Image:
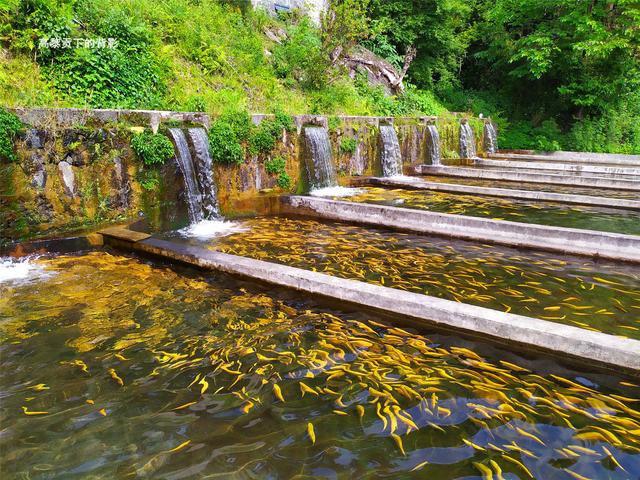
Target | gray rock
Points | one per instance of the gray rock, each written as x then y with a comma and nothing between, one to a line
68,178
35,138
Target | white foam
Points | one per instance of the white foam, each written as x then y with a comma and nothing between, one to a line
21,270
210,229
336,192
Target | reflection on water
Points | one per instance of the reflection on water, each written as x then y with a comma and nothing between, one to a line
118,369
524,211
542,187
597,295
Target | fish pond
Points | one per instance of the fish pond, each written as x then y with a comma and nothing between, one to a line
541,187
599,295
118,368
524,211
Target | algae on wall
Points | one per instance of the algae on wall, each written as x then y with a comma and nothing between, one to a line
67,180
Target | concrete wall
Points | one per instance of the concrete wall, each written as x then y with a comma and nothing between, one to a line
76,169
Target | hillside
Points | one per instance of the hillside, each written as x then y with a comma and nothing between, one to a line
554,75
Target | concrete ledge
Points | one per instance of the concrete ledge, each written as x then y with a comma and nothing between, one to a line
515,176
562,340
565,240
562,156
560,166
413,183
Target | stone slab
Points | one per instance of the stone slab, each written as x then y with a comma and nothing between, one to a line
527,177
542,237
586,346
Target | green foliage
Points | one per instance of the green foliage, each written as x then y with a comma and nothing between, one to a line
224,143
284,181
348,145
10,126
152,149
275,166
263,138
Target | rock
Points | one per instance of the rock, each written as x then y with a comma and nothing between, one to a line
68,178
35,138
120,185
379,72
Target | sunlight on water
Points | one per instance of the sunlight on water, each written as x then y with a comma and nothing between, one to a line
19,270
335,192
116,368
597,295
207,229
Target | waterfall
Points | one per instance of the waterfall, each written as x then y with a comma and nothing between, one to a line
204,171
467,142
391,158
185,162
318,159
434,145
490,138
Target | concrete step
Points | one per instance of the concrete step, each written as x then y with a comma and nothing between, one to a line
564,341
531,177
414,183
541,237
560,167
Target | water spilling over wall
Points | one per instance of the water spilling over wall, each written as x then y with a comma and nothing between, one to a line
390,155
318,159
434,145
185,162
467,142
203,163
490,138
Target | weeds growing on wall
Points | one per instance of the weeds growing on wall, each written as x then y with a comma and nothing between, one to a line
348,145
277,166
152,149
10,126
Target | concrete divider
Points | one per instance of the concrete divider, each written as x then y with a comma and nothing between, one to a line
529,177
560,167
542,237
577,157
414,183
513,330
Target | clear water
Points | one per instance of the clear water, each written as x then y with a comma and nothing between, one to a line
580,292
594,192
523,211
115,368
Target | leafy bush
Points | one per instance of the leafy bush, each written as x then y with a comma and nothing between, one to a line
10,126
152,149
275,166
284,181
224,145
263,138
348,145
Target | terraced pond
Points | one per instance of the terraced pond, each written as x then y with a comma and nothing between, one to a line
596,295
116,368
594,192
523,211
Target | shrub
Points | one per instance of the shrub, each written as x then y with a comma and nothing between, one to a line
348,145
152,149
284,181
224,145
275,166
10,126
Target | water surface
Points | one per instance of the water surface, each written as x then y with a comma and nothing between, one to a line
115,368
497,208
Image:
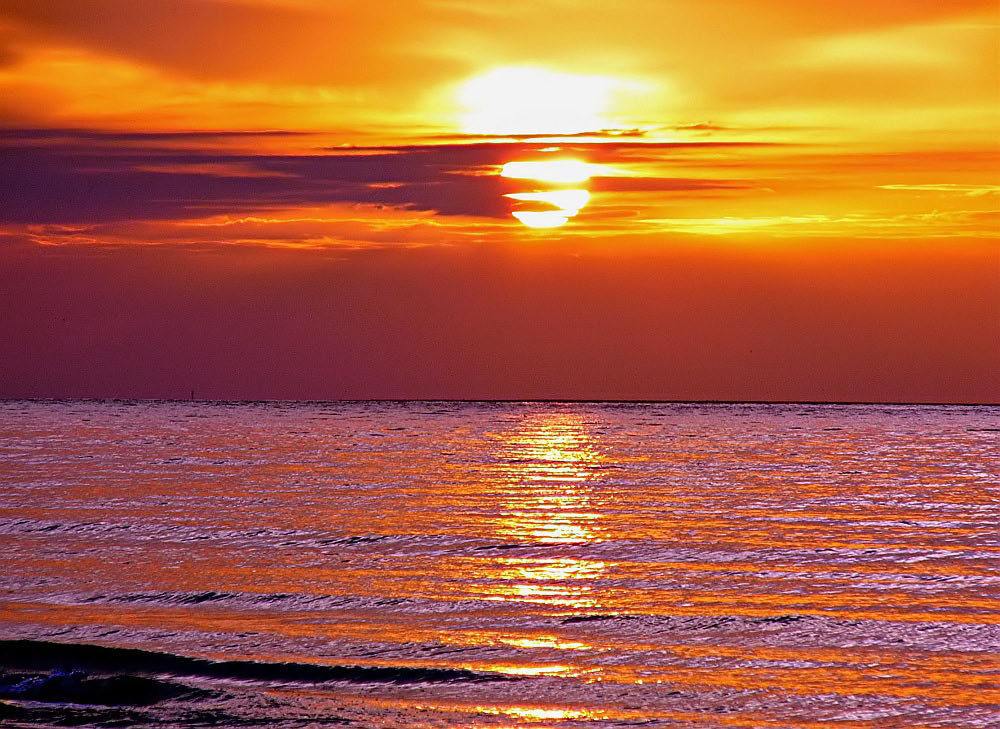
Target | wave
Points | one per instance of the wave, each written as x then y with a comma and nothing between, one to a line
54,657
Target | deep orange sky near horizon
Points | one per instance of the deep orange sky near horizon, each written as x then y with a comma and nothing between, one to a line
302,199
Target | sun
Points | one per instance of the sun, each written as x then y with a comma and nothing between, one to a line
526,100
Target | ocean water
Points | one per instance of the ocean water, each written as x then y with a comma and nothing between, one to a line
438,564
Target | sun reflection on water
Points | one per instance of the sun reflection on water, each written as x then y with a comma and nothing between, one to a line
543,483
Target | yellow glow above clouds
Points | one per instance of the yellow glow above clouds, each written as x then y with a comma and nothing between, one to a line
554,170
525,100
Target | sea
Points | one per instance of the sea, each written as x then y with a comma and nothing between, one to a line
509,564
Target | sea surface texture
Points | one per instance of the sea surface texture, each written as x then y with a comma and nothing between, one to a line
435,564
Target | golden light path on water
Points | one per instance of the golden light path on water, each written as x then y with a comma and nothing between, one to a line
529,565
564,202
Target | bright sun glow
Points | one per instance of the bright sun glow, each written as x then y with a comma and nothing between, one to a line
551,170
524,100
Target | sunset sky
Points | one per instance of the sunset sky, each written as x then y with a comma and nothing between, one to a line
640,199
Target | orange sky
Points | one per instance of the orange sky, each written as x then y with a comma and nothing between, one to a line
781,200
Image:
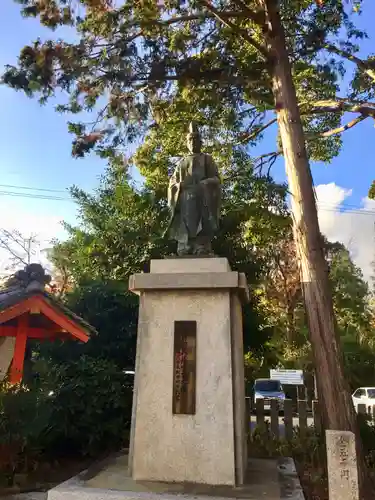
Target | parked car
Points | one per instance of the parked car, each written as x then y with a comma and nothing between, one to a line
364,396
268,389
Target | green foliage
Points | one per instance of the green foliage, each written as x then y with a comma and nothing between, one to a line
147,70
113,311
77,408
23,418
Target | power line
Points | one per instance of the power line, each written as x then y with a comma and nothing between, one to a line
34,196
322,206
48,190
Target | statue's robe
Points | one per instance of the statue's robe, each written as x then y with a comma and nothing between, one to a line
195,206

REQUIRED TASK =>
Exactly as written, return every line of the listing, but not the pictures.

ANSWER TO THIS PROBLEM =>
Image:
Target | gray rock
Points | one per instance of the gray rock, each written as x then y with a comma and nothing between, one to a line
68,178
35,138
Target | white foam
Points | one per instance of the white foam, each written as x then y with a comma and nothing between, one to a line
21,270
210,229
336,192
Target | reflection on water
Points | one per instance of the reflection on water, each written as x then y with a comma and nothing between, one to a line
118,369
524,211
542,187
597,295
Target | fish pond
Points | one per instance of the fish pond, each written as x then y with a comma and nothing between, one to a line
541,187
599,295
118,368
524,211
Target | algae on wall
Points | one per instance of the algae on wall, each written as x then y with a comma and nothing between, one to a line
67,180
Target | concrete wall
Points | one per instance of the concrete wall, each written as x then y with a comma and nothing between, one to a line
76,169
Target | hillside
Points | one per instance of the hillside, each written as x then y with a comma and nothing between, one to a line
554,75
Target | concrete ledge
Points | one per instance of the concrete ledge, each written as x then y with a comma and nothing between, one to a line
515,176
562,340
565,240
562,156
560,166
413,183
Target | stone slab
Points | one per instance of the stone slab, each written as x then y with a comma and nothing between, one to a line
527,177
542,237
586,346
Target | green foliage
Points | one per instance of the green foliage, each written as x then y with a comma and nothing between, one to a line
224,143
284,181
348,145
10,126
152,149
275,166
263,138
Target | rock
Points | one per instance of the rock, each written as x then y with a comma and nothing between, one to a line
68,178
35,138
120,185
379,72
Target | sunlight on water
Points | one per instance of the sunlight on water, each written as x then y with a comma and nothing between, one to a line
19,270
335,192
116,368
597,295
207,229
Target | waterfall
Points | one per instance of the waterfall, each written as x then y with a comma and nothing between, one to a line
204,171
467,142
391,158
185,162
318,159
434,145
490,138
Target | concrete step
Points | one per instance of the concrete step, each written as x then y with a comma and nothing between, one to a line
564,341
531,177
414,183
541,237
560,167
Target | water spilling over wall
Points | one per instance of the water spilling over wall, each written as x then y with a comma and nothing between, one to a line
390,155
318,159
434,145
185,162
467,142
203,163
490,138
Target | weeds growing on wall
Points | one per instance of the weeds growing on wall, each written as x then y with a comma and nothing between, one to a line
348,145
277,166
152,149
10,126
Target | concrete divider
Points | one per instance of the concrete divider, each written as x then y with a comma and nothing between, one to a line
529,177
560,167
542,237
577,157
414,183
513,330
Target | clear water
Points | one per instance of the clear water, each written as x then y with a comma and nothing between, one to a line
580,292
594,192
523,211
115,368
Target | leafy bush
Points | one per instance of the leafy bush, each written as x then y with a comma and nothing between, one to a line
10,126
152,149
275,166
284,181
224,145
263,138
348,145
Target | terraced pond
Points | one per instance of the terraced pond, each written as x then y with a comma and nothing between, one to a line
596,295
116,368
594,192
523,211
Target | shrub
Points | one per instance of the shrub, each written as x then y with a comma and nothing between, one to a line
348,145
152,149
284,181
224,145
275,166
10,126
Target | water surface
Points | one per instance of the water surface, each written as x then y with a comma and nothing between, one to a line
115,368
497,208
Image:
Target | wave
Points | one per instance of the wave, each written as x then y with a comma and nothing between, one to a line
54,657
Target | deep orange sky near horizon
Points | one per instance of the deep orange sky near horizon, each written as x then y with a comma and nothing between, one to a line
302,199
Target | sun
Points | one per instance of the sun, each written as x then y with a comma and nothing between, one to a line
526,100
Target | ocean water
Points | one per instance of the ocean water, each written as x then y with a comma and nothing between, one to a line
438,564
Target | sun reflection on water
Points | one per instance of the sun reflection on water, each written as x then y with a comma and nothing between, one to a line
543,483
Target | yellow glow above clouds
Points | one per instance of the yellow glow above clouds, each written as x then y with a comma and nothing between, one to a line
554,170
525,100
Target | sea
Points | one per instance of the sea, each written as x then y with a comma and nothing between, one to a line
509,564
Target | sea surface texture
Points | one per instance of the sea surface texture, each written as x then y with a comma and nothing between, one to a line
435,564
Target | golden light path on water
Points | one per instance of the golden light path on water, each written as x then y with a comma and nothing between, one to a line
529,565
564,202
Target | bright sun glow
Points | one per instance of the bright sun glow, each written as x then y with a comma and nothing between, one to a line
551,170
524,100
Target | sunset sky
Points | one per instance of the sunset sky, each written as x then y with a comma and nothing between, one to a line
640,199
Target | orange sky
Points | one per instance of the orange sky, each written as x then y with a comma and nothing between, one to a line
781,200
Image:
Target | parked car
Points | one per instance of the parked car, each written as x then y with a comma and nothing between, one to a line
364,396
268,389
Target | green foliage
Points | one per instance of the green foliage, each written as x then y with a comma and nothing between, one to a line
147,70
113,311
77,408
23,418
Target | power line
Points | one per instance of the power line, each written as x then y with a comma and nothing between, one to a line
34,196
322,206
48,190
Target | statue's robe
Points | one per instance of the statue's robe, each written as x then y with a comma and nothing between, one to a line
195,206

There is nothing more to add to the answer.